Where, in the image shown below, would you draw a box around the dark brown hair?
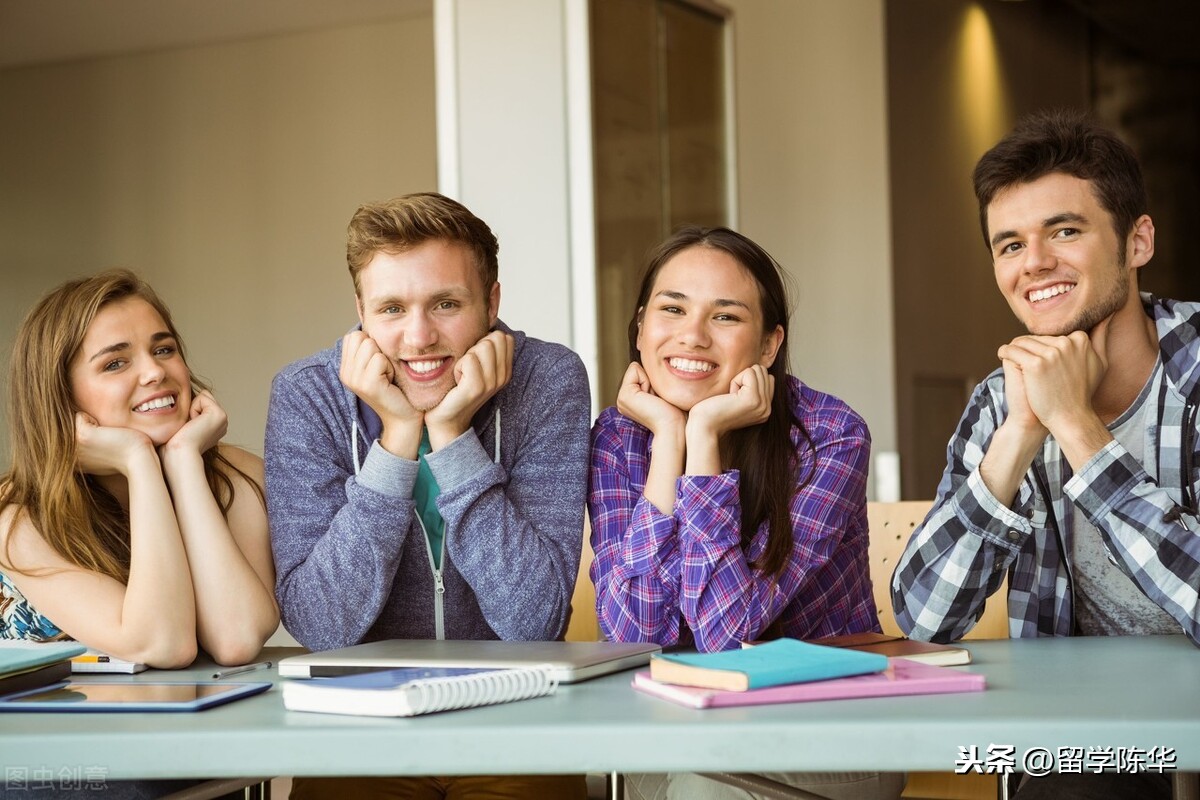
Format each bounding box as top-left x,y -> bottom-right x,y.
629,225 -> 809,576
974,109 -> 1147,253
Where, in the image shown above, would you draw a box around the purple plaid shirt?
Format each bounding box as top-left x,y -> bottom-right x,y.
588,378 -> 878,651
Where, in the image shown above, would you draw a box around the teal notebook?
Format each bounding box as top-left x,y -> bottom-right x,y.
650,639 -> 888,692
0,639 -> 88,675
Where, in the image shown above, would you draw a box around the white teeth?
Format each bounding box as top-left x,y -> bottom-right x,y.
133,396 -> 175,411
667,359 -> 716,372
408,359 -> 445,374
1030,283 -> 1075,302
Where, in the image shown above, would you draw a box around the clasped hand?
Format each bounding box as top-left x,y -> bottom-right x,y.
617,361 -> 775,438
74,391 -> 229,475
338,331 -> 512,448
996,320 -> 1109,437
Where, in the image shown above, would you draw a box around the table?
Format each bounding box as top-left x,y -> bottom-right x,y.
0,636 -> 1200,780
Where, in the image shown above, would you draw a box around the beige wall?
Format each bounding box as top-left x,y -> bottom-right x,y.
0,13 -> 437,465
726,0 -> 895,462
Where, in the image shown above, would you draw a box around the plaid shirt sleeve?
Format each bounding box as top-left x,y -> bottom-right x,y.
1063,441 -> 1200,644
892,371 -> 1033,642
588,408 -> 680,645
676,407 -> 875,651
589,398 -> 874,651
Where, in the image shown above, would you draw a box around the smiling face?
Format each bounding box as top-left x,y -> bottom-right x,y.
637,246 -> 784,411
988,173 -> 1153,336
358,239 -> 500,411
68,297 -> 192,445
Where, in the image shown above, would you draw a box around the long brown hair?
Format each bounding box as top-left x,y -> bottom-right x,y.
0,270 -> 263,583
629,225 -> 809,576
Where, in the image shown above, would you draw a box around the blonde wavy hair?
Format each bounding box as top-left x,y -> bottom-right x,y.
0,270 -> 263,583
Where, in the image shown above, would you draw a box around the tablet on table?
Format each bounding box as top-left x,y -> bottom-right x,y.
0,680 -> 271,712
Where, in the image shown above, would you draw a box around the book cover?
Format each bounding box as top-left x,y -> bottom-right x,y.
71,649 -> 146,675
812,632 -> 971,667
283,666 -> 558,716
650,638 -> 888,692
0,661 -> 71,697
0,639 -> 88,676
634,658 -> 985,709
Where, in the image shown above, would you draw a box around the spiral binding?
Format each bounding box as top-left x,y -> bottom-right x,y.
406,664 -> 558,714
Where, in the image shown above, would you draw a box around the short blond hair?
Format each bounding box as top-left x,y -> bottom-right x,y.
346,192 -> 500,294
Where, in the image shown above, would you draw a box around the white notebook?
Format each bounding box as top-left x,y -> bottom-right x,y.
283,666 -> 558,717
280,639 -> 662,684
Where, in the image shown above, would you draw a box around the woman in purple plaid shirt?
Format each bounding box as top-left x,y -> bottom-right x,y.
588,227 -> 904,798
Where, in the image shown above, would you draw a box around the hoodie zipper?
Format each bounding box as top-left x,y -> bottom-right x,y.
414,513 -> 446,639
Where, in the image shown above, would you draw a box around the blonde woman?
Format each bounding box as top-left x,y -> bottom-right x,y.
0,270 -> 278,668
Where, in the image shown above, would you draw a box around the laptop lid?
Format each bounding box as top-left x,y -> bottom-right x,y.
280,639 -> 662,684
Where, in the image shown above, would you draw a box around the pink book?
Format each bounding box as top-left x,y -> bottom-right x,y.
634,658 -> 984,709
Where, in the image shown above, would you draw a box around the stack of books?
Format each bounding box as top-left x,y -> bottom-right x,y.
0,640 -> 88,696
634,639 -> 984,709
71,648 -> 146,675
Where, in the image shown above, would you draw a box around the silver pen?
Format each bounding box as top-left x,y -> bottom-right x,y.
212,661 -> 271,680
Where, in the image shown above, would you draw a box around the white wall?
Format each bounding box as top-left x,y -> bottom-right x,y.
434,0 -> 598,410
0,11 -> 437,467
721,0 -> 896,462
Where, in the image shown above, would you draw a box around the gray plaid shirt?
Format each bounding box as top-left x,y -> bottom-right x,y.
892,294 -> 1200,644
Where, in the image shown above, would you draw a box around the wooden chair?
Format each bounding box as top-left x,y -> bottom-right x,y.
866,500 -> 1008,639
866,500 -> 1008,800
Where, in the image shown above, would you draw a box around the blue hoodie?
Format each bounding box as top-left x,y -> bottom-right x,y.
265,323 -> 590,650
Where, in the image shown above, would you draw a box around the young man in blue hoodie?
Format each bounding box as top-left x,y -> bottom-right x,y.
265,193 -> 590,798
892,112 -> 1200,800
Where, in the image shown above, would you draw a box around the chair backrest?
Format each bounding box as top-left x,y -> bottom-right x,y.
866,500 -> 1008,639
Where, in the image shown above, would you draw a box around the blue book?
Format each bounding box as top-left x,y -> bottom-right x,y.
0,639 -> 88,678
283,664 -> 558,716
650,639 -> 888,692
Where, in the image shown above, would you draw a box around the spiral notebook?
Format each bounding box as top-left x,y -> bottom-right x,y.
283,666 -> 558,717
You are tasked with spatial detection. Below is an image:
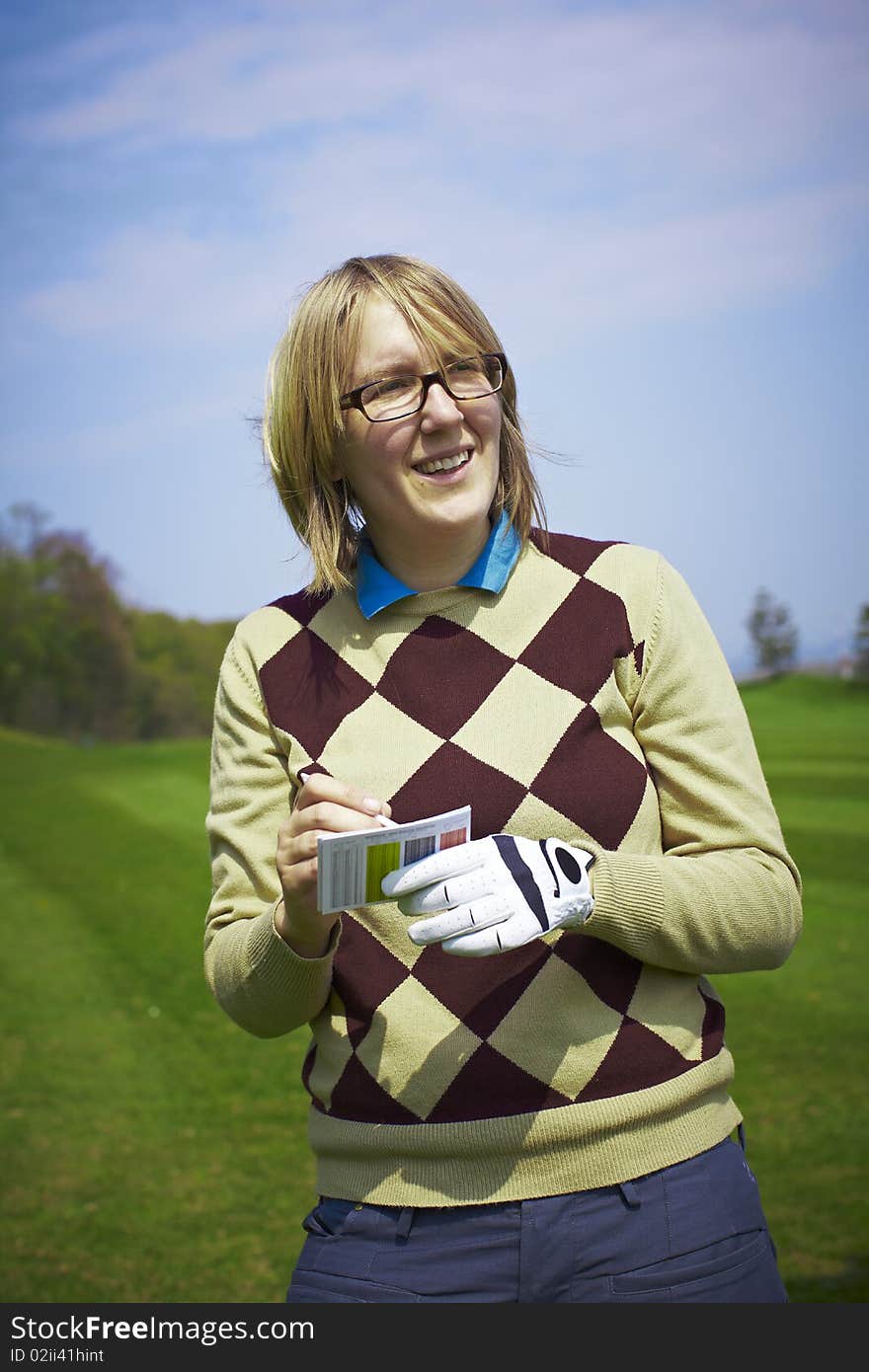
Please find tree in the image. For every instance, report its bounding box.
[854,604,869,682]
[0,506,133,738]
[746,588,798,676]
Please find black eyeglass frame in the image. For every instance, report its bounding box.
[338,352,508,424]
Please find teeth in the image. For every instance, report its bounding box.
[416,451,471,475]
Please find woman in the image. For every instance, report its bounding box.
[206,257,800,1302]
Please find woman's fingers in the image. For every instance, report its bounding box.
[292,773,391,829]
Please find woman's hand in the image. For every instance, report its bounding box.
[275,773,390,957]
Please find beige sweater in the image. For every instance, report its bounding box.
[206,534,800,1204]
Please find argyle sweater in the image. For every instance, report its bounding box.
[206,532,800,1206]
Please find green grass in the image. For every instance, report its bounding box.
[0,678,869,1304]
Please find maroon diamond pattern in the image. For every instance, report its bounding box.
[260,629,372,757]
[332,914,408,1048]
[552,933,643,1016]
[518,580,634,701]
[324,1054,419,1123]
[260,531,725,1125]
[413,940,552,1038]
[272,591,332,626]
[388,743,524,838]
[700,992,725,1062]
[531,528,620,576]
[577,1016,696,1102]
[531,705,647,848]
[377,615,514,738]
[426,1042,570,1123]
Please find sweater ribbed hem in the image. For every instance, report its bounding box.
[309,1048,742,1206]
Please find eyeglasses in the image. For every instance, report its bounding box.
[339,352,507,424]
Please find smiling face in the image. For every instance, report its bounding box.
[338,295,501,590]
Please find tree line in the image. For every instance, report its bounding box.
[0,505,869,741]
[0,505,235,742]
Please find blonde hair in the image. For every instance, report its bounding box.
[263,254,545,592]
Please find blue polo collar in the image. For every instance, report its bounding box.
[356,510,521,619]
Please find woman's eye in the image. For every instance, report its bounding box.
[370,376,416,399]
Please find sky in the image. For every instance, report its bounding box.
[0,0,869,672]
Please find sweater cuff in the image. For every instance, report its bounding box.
[247,901,341,998]
[582,852,665,961]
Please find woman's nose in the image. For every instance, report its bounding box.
[422,381,462,429]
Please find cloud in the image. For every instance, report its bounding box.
[18,3,869,175]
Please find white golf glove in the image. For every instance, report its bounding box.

> [WHAT YOU SHOULD DO]
Please pull out every line above that contains the word "wall". Case counts.

> [THE RESULT]
Where, in the image shown above, would you draw a box around the beige wall?
Where, in the image shown above, would you draw a box around the white wall?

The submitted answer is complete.